Entries from a dataset
======

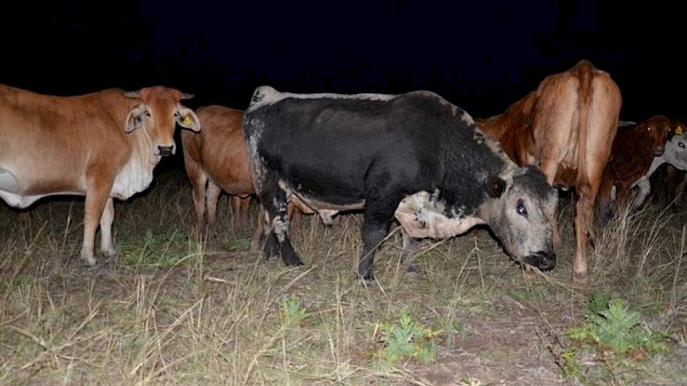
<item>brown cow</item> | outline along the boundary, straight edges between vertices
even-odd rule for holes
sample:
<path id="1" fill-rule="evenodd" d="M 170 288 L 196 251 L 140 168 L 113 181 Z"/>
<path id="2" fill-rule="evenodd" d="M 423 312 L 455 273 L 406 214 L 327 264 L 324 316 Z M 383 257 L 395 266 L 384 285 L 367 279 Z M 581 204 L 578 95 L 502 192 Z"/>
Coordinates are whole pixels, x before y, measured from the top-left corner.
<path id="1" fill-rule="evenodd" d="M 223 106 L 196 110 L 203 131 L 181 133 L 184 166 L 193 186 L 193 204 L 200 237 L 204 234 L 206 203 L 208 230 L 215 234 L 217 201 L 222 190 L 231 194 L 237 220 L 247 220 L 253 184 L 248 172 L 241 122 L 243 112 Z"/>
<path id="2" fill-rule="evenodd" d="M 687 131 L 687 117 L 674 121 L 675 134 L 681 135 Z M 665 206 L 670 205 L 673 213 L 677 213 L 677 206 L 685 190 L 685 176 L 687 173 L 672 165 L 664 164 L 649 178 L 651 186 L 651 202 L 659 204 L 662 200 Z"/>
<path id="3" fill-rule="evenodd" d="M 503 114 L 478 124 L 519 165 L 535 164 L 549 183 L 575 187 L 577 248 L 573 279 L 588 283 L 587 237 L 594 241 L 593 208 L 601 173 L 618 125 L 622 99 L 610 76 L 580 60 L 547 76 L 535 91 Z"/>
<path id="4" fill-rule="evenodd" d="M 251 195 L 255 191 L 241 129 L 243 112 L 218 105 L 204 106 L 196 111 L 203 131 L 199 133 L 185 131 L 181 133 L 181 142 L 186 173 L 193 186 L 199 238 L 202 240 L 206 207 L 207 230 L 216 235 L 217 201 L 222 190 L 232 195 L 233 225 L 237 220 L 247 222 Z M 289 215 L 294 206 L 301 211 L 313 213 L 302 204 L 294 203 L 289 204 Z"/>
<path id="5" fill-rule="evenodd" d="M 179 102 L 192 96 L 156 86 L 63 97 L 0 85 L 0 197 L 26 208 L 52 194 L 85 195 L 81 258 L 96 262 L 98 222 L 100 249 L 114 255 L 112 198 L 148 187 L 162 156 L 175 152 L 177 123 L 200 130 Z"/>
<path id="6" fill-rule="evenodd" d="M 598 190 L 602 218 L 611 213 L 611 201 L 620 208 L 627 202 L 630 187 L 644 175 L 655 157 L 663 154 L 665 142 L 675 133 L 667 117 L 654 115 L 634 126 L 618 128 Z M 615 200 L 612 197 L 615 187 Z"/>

======

→ **What is expected**:
Can you rewrite the entries above with "brown cow" changed to "spotted cow", leaving everything else untouched and omitting the pictures?

→ **Full response**:
<item>spotted cow</item> | outline along the boundary, straight edges between vertices
even-odd rule for holes
sample:
<path id="1" fill-rule="evenodd" d="M 170 288 L 196 251 L 140 168 L 113 181 Z"/>
<path id="2" fill-rule="evenodd" d="M 423 312 L 455 273 L 406 214 L 327 264 L 324 316 Z M 383 257 L 395 266 L 384 285 L 367 279 Z M 581 204 L 578 95 L 502 192 Z"/>
Coordinates are whole pixels, x before y, measured from the top-left corner.
<path id="1" fill-rule="evenodd" d="M 223 106 L 196 110 L 203 131 L 181 133 L 184 166 L 193 186 L 193 204 L 200 237 L 204 234 L 206 203 L 208 230 L 215 234 L 217 201 L 222 190 L 231 194 L 237 220 L 247 220 L 253 184 L 248 172 L 241 122 L 243 112 Z"/>
<path id="2" fill-rule="evenodd" d="M 687 131 L 687 117 L 674 121 L 675 134 L 681 135 Z M 665 206 L 670 205 L 673 213 L 677 213 L 677 206 L 685 190 L 685 176 L 687 173 L 672 165 L 664 164 L 649 178 L 651 186 L 651 202 L 659 204 L 662 200 Z"/>
<path id="3" fill-rule="evenodd" d="M 503 114 L 478 124 L 519 165 L 535 164 L 549 183 L 575 187 L 577 248 L 573 279 L 588 283 L 587 237 L 594 241 L 593 208 L 601 173 L 618 125 L 622 99 L 610 76 L 580 60 L 547 76 L 535 91 Z"/>
<path id="4" fill-rule="evenodd" d="M 251 195 L 255 191 L 241 129 L 243 112 L 218 105 L 204 106 L 196 111 L 203 131 L 199 133 L 185 131 L 181 133 L 181 142 L 186 173 L 193 186 L 199 238 L 202 240 L 206 207 L 207 230 L 216 235 L 217 201 L 222 190 L 232 195 L 233 225 L 237 220 L 247 222 Z M 289 215 L 294 206 L 301 211 L 313 213 L 302 204 L 294 203 L 289 204 Z"/>
<path id="5" fill-rule="evenodd" d="M 179 102 L 192 96 L 156 86 L 63 97 L 0 85 L 0 197 L 26 208 L 52 194 L 85 195 L 81 258 L 96 262 L 98 222 L 100 249 L 114 255 L 112 198 L 148 187 L 162 156 L 175 152 L 177 123 L 200 130 Z"/>
<path id="6" fill-rule="evenodd" d="M 598 190 L 602 218 L 611 213 L 611 201 L 620 208 L 627 202 L 630 187 L 644 175 L 655 157 L 663 154 L 665 142 L 675 133 L 667 117 L 654 115 L 634 126 L 618 128 Z M 615 200 L 612 197 L 615 187 Z"/>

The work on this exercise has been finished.